Text segment:
>>>>
University of Ulster
University of Ulster
University College Cork
University College Cork
University College Cork
Introduction
Ireland has a 1400-year history of writing in the vernacular and its writers have produced a vast body of native literature in the various languages used in Ireland spanning most of that period. The bulk of the literature was written in Irish, which includes Old Irish (600–900), Middle Irish (900–1200); Early Modern Irish (1200–1650) and Modern Irish (1650–present). This session draws together the work of four closely-related projects dealing with the digitisation and hyperlinking of materials relating to medieval Irish literature.
<<<<
Required work:
According to the introduction about writing in Ireland, what years does Middle Irish cover?

Natural-language object grounding records:
>>>>
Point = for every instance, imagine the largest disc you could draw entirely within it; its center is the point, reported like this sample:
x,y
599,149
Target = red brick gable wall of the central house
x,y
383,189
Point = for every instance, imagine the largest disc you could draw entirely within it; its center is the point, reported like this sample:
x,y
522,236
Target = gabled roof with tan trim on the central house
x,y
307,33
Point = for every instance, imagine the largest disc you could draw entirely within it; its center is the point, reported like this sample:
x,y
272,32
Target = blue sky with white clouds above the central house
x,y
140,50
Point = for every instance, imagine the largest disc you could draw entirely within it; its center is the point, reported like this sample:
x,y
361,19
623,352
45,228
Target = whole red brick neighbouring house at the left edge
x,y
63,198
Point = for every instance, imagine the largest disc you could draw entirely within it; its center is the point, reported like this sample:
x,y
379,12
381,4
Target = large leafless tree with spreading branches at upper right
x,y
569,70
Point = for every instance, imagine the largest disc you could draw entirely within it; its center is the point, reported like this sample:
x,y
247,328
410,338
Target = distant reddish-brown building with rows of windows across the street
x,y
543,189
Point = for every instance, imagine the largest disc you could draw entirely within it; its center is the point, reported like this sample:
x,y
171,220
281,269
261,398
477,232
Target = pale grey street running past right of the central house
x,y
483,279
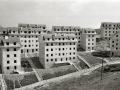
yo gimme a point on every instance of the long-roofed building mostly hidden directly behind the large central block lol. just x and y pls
(76, 30)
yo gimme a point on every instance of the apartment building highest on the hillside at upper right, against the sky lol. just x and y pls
(108, 29)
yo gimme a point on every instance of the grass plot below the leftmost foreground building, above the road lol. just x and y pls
(16, 81)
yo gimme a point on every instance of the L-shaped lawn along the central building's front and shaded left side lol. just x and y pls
(56, 71)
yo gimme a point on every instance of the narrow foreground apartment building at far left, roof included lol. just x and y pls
(10, 59)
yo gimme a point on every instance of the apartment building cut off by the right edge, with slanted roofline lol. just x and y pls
(115, 44)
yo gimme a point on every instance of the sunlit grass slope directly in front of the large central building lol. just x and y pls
(56, 72)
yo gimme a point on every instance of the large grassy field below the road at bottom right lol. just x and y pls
(110, 81)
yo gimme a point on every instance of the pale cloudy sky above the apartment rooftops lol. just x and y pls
(83, 13)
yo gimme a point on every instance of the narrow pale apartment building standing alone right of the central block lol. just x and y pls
(88, 37)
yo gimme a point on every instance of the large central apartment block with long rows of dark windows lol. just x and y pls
(57, 49)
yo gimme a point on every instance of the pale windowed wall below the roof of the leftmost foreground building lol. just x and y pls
(11, 59)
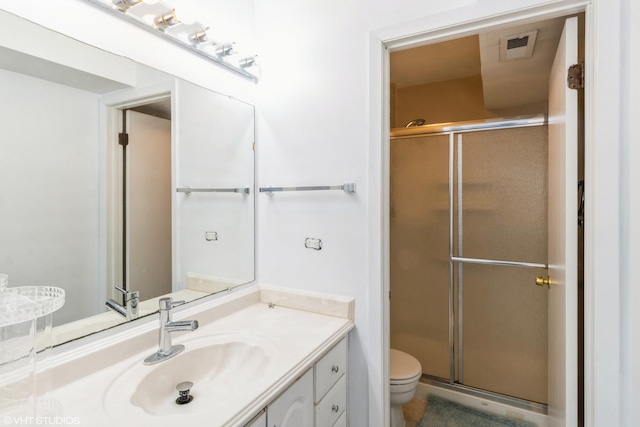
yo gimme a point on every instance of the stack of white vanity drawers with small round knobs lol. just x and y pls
(330, 393)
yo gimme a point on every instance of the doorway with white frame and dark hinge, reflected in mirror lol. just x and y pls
(140, 182)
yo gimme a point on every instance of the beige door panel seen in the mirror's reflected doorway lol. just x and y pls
(148, 219)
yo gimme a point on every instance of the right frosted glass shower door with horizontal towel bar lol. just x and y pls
(500, 197)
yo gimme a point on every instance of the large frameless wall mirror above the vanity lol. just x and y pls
(63, 179)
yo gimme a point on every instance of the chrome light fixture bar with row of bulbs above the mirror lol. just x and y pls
(162, 19)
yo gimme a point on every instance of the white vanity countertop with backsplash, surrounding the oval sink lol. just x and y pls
(95, 383)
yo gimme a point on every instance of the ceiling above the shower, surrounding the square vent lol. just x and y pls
(505, 84)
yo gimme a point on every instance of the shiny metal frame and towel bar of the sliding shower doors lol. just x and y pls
(456, 377)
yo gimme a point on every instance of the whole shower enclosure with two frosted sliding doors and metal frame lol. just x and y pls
(468, 222)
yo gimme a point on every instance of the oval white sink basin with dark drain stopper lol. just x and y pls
(220, 367)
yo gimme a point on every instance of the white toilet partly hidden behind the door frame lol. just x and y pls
(404, 375)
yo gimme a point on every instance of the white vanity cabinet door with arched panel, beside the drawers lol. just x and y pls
(294, 407)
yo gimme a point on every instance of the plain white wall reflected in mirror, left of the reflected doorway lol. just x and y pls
(49, 190)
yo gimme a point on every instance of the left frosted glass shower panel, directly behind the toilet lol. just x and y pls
(420, 250)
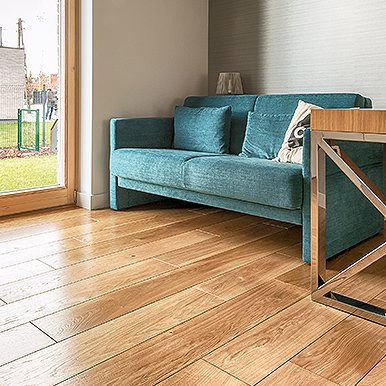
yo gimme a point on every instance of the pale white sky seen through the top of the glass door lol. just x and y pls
(40, 32)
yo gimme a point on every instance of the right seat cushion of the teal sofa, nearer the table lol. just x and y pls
(254, 180)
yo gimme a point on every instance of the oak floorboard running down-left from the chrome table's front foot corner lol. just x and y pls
(255, 354)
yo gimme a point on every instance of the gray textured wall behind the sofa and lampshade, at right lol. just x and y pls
(284, 46)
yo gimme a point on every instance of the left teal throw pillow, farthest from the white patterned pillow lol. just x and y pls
(205, 129)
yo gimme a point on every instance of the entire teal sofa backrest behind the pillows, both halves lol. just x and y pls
(271, 104)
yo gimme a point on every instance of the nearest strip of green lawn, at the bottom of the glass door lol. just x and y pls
(28, 172)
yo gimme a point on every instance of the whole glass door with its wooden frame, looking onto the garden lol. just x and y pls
(37, 103)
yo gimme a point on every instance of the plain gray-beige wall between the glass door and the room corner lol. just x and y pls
(138, 59)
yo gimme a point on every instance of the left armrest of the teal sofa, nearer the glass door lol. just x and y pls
(141, 132)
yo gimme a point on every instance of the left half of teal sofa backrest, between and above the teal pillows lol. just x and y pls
(240, 104)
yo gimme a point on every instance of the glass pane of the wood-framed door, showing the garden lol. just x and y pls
(30, 94)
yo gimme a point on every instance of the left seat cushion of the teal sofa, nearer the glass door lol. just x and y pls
(157, 166)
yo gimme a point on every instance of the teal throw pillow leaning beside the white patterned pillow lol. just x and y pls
(264, 134)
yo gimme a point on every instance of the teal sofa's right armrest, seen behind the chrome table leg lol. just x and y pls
(351, 219)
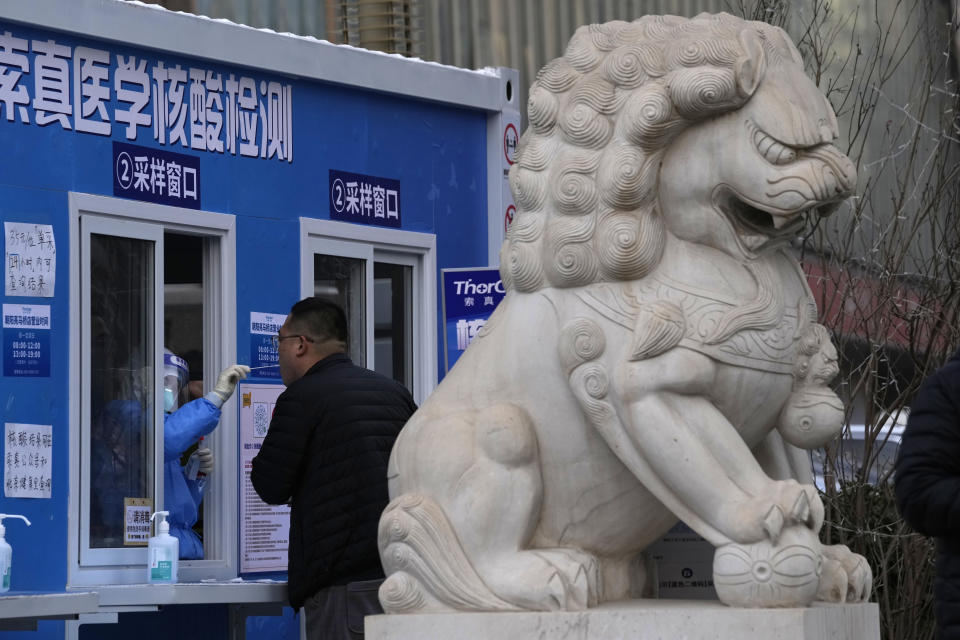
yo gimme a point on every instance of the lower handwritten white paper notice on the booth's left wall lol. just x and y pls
(28, 460)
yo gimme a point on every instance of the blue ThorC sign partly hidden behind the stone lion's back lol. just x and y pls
(469, 297)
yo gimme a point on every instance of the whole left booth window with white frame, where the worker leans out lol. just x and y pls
(150, 278)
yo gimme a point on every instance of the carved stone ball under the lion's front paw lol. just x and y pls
(763, 574)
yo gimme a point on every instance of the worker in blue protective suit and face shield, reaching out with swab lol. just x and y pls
(182, 427)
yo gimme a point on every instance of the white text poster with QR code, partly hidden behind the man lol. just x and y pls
(264, 528)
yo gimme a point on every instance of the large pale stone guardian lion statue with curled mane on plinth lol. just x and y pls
(656, 356)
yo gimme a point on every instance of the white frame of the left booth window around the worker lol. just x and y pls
(121, 566)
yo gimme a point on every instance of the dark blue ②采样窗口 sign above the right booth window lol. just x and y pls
(364, 199)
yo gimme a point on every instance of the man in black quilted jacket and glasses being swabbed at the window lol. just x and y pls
(326, 453)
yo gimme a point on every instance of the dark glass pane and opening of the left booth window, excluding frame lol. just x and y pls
(123, 366)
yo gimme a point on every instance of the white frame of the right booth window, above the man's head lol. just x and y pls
(394, 246)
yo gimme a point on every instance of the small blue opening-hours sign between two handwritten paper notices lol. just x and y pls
(26, 341)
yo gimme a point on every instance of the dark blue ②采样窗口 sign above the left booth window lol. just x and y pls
(156, 175)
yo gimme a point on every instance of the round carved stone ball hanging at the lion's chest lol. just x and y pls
(811, 417)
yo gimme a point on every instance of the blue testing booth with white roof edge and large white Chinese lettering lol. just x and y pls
(168, 181)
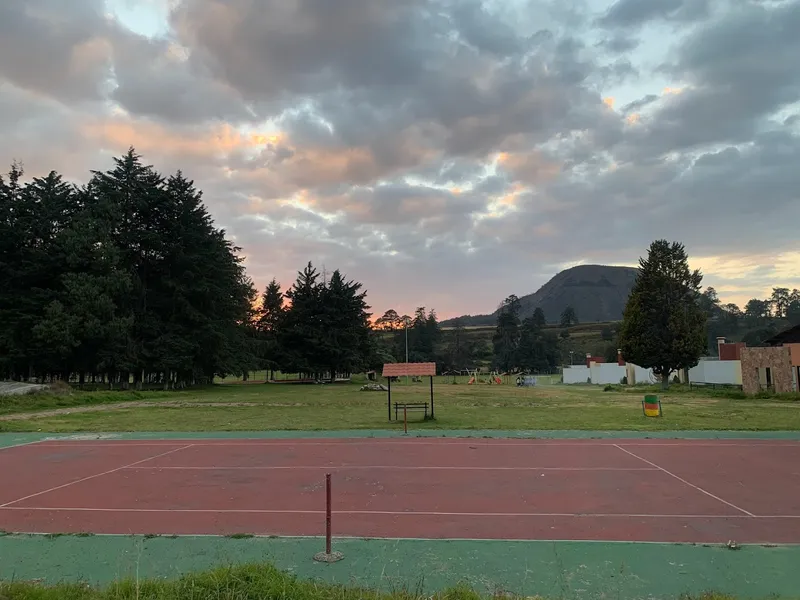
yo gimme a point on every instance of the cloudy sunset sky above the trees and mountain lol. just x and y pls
(445, 153)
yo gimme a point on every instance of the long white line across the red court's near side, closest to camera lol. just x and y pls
(258, 511)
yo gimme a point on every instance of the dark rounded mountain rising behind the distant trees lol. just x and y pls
(596, 292)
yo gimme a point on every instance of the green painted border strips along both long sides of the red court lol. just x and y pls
(568, 570)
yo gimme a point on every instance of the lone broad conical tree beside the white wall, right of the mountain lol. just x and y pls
(663, 325)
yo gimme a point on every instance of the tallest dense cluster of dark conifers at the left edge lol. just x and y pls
(123, 278)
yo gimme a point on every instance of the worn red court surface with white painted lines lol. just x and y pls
(702, 491)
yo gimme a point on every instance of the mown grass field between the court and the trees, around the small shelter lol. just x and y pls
<<<<
Solution to the exercise:
900–1200